**REQUIRED ACTION:**
Write out again the entries from the first line to the line that includes "Target: dark cloud", keeping both of those lines.

**DATASET EXTRACT:**
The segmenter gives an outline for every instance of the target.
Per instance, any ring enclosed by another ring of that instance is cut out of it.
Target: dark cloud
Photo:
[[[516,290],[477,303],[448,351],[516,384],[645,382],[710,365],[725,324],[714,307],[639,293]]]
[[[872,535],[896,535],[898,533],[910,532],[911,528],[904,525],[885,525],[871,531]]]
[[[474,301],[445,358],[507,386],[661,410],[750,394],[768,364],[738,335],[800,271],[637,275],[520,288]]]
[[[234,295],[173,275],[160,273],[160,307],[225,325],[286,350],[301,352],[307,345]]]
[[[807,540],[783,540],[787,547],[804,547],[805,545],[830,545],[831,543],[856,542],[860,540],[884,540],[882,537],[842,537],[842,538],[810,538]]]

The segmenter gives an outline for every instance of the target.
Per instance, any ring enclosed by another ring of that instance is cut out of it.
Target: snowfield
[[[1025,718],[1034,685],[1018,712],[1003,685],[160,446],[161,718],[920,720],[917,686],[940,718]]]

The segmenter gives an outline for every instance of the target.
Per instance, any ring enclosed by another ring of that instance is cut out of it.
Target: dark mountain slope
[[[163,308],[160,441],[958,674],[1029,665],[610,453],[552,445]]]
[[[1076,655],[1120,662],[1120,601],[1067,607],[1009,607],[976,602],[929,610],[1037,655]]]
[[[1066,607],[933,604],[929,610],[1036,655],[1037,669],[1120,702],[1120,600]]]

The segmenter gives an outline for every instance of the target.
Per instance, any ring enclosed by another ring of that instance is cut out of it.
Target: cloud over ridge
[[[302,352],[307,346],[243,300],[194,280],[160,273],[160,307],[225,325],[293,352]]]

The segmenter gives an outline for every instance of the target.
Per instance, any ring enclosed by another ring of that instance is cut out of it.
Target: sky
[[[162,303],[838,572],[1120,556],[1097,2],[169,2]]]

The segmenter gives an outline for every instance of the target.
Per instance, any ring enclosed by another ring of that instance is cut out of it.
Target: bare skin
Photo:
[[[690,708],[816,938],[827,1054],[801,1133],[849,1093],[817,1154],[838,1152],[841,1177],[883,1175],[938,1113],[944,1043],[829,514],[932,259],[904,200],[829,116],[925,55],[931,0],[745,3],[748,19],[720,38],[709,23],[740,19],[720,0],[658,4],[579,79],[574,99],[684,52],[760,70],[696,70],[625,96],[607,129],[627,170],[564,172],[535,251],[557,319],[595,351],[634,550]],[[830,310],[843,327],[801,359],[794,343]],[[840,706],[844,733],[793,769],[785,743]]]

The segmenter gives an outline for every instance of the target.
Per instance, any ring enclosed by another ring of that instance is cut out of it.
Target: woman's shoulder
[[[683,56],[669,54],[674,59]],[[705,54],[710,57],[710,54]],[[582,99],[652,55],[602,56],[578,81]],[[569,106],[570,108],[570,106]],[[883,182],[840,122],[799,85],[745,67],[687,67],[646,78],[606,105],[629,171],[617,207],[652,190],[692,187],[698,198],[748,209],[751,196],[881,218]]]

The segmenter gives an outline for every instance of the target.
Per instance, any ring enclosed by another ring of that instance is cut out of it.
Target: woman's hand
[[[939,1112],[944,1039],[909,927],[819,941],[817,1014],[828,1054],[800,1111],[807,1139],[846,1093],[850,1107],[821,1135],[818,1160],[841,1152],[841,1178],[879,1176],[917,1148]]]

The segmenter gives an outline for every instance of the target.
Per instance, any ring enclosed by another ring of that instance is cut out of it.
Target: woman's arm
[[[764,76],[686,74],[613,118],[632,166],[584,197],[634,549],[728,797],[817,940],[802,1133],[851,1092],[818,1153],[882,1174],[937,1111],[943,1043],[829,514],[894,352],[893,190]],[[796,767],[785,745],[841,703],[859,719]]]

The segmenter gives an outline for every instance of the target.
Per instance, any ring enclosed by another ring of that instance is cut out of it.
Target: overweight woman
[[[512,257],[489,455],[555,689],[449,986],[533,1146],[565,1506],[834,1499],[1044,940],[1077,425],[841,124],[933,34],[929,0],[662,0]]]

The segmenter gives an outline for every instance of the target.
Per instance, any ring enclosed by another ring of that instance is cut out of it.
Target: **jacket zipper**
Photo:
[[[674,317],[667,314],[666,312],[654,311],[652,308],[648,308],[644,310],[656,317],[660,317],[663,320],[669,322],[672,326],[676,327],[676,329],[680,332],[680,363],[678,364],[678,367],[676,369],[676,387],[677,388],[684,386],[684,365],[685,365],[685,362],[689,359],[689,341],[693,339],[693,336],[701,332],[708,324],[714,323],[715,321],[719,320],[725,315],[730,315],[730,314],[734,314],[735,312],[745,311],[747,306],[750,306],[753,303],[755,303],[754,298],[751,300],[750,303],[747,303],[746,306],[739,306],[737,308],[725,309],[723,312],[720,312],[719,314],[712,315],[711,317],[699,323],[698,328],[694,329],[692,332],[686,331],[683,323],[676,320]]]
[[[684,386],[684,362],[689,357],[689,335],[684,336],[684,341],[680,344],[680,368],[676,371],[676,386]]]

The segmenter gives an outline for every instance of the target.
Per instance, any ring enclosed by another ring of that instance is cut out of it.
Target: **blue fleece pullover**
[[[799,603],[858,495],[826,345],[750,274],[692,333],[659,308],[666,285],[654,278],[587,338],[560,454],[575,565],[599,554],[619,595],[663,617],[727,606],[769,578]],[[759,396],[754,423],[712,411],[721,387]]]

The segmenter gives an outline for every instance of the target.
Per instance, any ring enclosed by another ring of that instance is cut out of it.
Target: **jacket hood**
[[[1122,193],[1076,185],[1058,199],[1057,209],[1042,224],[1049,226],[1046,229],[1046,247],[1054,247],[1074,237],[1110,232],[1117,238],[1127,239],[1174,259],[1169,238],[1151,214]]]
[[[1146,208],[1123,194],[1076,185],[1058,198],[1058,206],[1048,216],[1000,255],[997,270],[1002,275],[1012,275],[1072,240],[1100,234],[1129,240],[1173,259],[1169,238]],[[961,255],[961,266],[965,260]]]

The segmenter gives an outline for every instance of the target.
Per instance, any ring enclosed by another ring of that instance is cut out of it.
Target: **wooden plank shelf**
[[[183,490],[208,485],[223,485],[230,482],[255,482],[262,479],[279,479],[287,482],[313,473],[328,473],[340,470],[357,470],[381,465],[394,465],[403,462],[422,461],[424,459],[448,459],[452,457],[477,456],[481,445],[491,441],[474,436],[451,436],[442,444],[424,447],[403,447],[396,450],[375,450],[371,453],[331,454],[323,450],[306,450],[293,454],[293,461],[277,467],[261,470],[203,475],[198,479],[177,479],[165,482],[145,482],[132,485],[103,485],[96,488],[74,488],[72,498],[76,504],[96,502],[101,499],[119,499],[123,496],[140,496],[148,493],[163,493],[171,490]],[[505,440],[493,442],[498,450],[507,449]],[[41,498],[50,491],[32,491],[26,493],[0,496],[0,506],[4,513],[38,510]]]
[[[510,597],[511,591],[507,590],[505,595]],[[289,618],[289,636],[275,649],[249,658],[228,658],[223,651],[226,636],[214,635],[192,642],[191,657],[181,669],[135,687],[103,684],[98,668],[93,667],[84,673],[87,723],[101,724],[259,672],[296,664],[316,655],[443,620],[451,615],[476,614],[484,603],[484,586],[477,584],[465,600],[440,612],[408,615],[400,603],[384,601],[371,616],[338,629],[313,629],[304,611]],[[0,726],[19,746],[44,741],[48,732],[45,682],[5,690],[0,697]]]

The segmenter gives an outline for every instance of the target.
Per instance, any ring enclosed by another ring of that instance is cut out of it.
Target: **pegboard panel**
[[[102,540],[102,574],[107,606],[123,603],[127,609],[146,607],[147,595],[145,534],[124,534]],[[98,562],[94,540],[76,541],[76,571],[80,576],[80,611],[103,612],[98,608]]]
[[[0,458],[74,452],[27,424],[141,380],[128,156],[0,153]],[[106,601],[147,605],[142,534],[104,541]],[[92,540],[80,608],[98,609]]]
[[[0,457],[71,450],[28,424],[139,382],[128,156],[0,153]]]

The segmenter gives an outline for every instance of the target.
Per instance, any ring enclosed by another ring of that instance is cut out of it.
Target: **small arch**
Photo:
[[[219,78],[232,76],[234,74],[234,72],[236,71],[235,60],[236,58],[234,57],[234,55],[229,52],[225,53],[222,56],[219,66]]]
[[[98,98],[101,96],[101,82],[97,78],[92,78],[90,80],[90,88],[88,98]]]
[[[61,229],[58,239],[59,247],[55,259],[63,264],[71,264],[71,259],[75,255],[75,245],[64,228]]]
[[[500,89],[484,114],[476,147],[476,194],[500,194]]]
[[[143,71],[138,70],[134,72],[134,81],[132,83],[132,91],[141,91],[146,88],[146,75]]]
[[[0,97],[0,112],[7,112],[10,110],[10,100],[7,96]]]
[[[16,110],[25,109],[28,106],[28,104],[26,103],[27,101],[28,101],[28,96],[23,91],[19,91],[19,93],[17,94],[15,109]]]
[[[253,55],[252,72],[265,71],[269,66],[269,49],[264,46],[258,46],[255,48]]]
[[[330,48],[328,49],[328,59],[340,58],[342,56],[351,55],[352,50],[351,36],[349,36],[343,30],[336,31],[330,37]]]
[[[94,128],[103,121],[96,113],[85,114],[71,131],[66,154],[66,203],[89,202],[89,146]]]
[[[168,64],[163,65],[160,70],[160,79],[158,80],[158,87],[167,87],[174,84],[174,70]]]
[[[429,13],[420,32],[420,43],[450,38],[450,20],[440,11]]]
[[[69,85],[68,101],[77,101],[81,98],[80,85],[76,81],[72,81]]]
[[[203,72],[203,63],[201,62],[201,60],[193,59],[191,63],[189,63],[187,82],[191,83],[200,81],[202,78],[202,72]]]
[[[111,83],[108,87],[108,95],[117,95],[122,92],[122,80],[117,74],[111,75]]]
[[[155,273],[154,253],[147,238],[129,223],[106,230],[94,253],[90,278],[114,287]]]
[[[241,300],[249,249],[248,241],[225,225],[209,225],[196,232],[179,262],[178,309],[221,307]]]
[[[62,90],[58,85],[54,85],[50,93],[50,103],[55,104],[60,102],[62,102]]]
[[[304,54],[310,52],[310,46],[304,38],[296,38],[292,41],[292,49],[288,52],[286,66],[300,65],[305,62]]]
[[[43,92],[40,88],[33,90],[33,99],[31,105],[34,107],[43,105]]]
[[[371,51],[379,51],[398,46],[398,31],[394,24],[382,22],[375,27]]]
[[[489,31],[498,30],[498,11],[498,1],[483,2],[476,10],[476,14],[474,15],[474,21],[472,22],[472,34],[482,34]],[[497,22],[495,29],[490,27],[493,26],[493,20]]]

**RESPONSE:**
The segmenter gives an outline for every instance of the target.
Per instance, any ring enclosed by another ring of that instance is cut out of it.
Target: dark cloud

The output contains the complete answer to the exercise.